* Problem description
Of the entries below, return exactly those lines that fall between the one containing "# test: put a marker on the group" and the one containing "# test: put a marker on the green field, one", the two end lines included.

* Records for processing
•••

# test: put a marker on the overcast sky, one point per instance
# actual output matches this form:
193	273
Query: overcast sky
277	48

•••

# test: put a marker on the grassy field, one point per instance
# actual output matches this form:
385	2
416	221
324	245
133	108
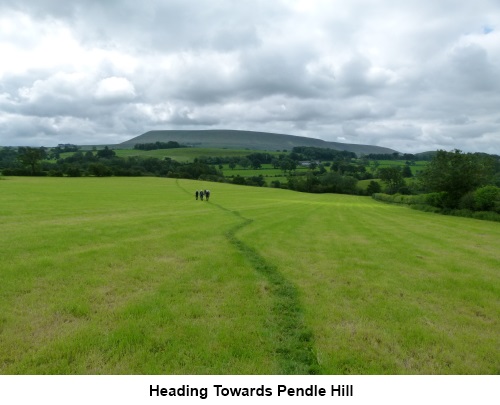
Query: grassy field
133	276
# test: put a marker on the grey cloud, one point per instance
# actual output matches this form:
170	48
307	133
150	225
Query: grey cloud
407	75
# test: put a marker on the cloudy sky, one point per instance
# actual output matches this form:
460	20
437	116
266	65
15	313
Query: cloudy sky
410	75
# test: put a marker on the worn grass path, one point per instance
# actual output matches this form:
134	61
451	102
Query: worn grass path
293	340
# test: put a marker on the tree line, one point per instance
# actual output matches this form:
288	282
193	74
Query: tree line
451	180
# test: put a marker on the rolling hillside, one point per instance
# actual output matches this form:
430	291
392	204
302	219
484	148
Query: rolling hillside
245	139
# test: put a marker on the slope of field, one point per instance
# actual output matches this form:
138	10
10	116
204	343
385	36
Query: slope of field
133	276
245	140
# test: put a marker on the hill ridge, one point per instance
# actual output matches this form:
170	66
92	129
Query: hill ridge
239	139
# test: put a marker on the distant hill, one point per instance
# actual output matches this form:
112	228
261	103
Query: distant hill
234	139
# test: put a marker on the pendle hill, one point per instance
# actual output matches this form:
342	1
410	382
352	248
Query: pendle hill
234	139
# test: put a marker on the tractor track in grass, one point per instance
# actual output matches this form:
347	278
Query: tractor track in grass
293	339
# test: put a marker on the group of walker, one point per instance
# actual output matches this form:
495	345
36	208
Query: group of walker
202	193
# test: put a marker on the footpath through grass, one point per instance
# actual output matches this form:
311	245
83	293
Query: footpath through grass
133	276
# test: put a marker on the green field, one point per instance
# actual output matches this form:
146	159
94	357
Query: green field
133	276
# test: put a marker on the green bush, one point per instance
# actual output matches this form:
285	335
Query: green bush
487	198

•••

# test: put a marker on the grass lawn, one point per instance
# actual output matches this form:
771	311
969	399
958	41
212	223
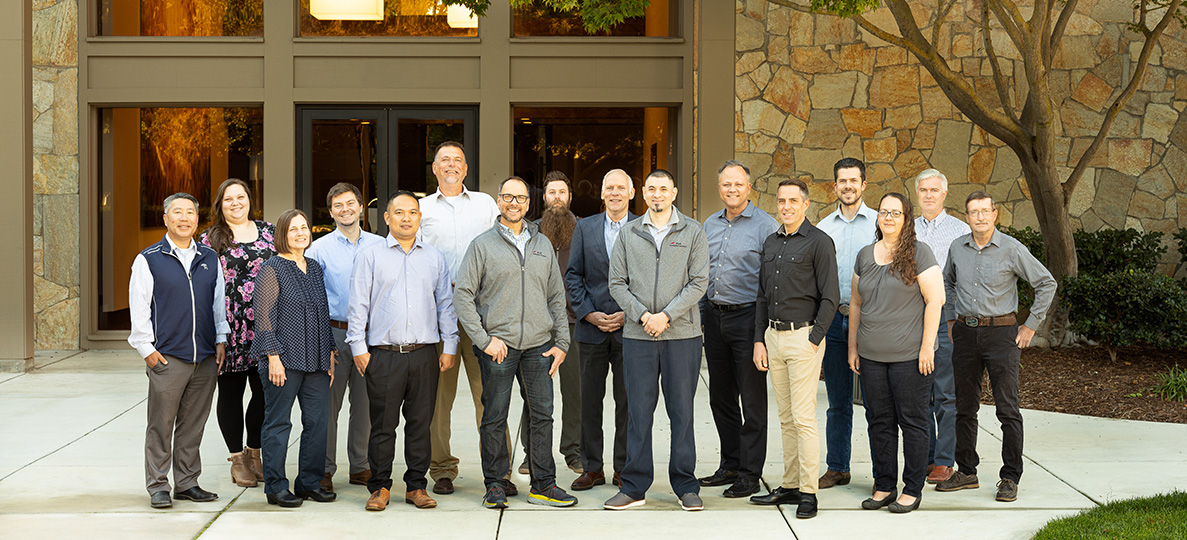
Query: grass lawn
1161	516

•••

* Output for this exercise
# test: put a marker on the group of walker, one point per instance
# actual output matches this form:
495	345
36	208
Query: group of walker
202	193
# test: put a marker on the footpath through grass, one point per instance
# actual output matches this form:
311	245
83	293
Query: footpath through grass
133	276
# test: put a marker on the green field, one point per instance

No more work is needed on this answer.